• _THE TASK_:
Below are the records. Retype exactly the lines between the lines holding "rough mask: <svg" and "positive clicks: (325, 246)", inclusive.
DATA IN THIS EXERCISE Start Marker
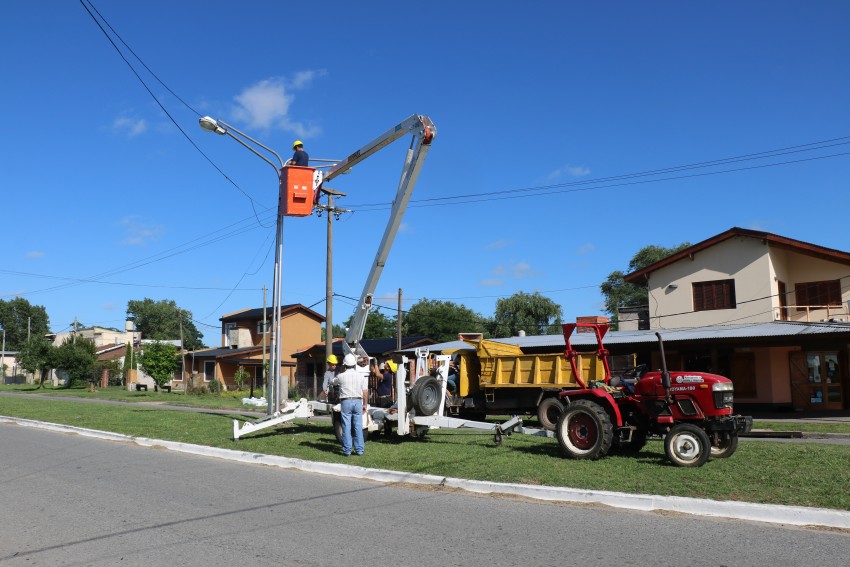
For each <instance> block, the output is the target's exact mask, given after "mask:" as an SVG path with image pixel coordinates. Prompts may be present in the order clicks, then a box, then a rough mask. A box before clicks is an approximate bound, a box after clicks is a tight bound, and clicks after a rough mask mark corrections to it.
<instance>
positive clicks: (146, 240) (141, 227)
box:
DATA IN THIS EXERCISE End Marker
DATA IN THIS EXERCISE Start Marker
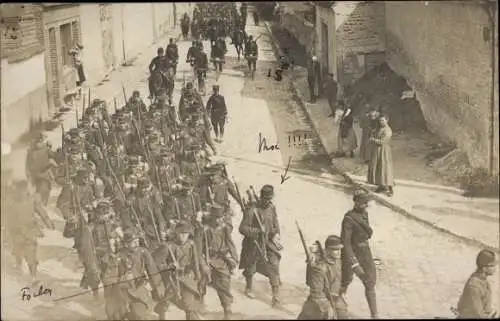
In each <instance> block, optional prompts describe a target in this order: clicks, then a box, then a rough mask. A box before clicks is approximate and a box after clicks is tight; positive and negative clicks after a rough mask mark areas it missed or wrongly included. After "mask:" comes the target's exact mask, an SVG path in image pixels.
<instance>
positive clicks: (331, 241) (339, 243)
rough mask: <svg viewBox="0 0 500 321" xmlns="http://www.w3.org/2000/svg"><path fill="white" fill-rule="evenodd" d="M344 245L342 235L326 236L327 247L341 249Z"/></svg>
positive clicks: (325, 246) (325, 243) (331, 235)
DATA IN THIS EXERCISE End Marker
• _SOLVED PROBLEM_:
rough mask: <svg viewBox="0 0 500 321" xmlns="http://www.w3.org/2000/svg"><path fill="white" fill-rule="evenodd" d="M344 245L342 235L326 236L327 247L341 249Z"/></svg>
positive clicks: (325, 246) (325, 243) (331, 235)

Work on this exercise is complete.